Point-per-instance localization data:

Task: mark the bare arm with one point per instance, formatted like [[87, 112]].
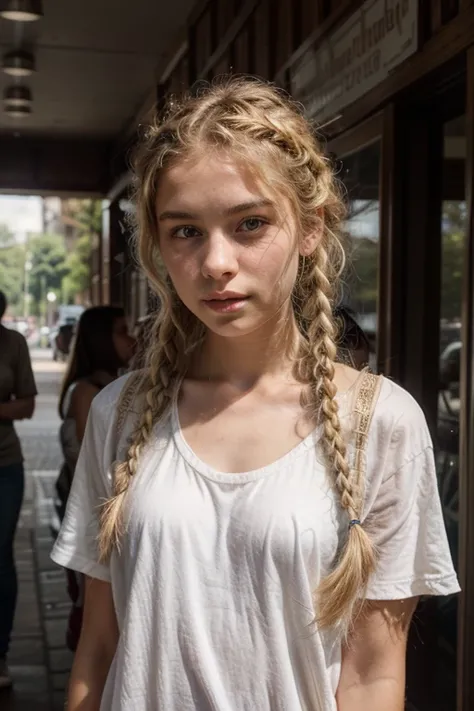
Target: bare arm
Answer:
[[373, 660], [96, 648], [20, 409]]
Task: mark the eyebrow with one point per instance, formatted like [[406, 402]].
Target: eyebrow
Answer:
[[234, 210]]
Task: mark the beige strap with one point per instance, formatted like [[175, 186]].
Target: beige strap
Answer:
[[366, 397], [125, 402]]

What to work on:
The records above are to be retyped exactly, with every picture left out.

Solution for this task:
Task: mark the bare arm with one point per instance, formatted like [[87, 112]].
Target: bare arm
Answer:
[[373, 660], [96, 648], [20, 409]]
Task: mark the eyebrow with one point per instance, formatted like [[406, 402]].
Target: eyebrow
Answer:
[[234, 210]]
Task: mark the beige strap with one point per instance, formatted like [[175, 186]].
Target: beige strap
Answer:
[[366, 397], [125, 402]]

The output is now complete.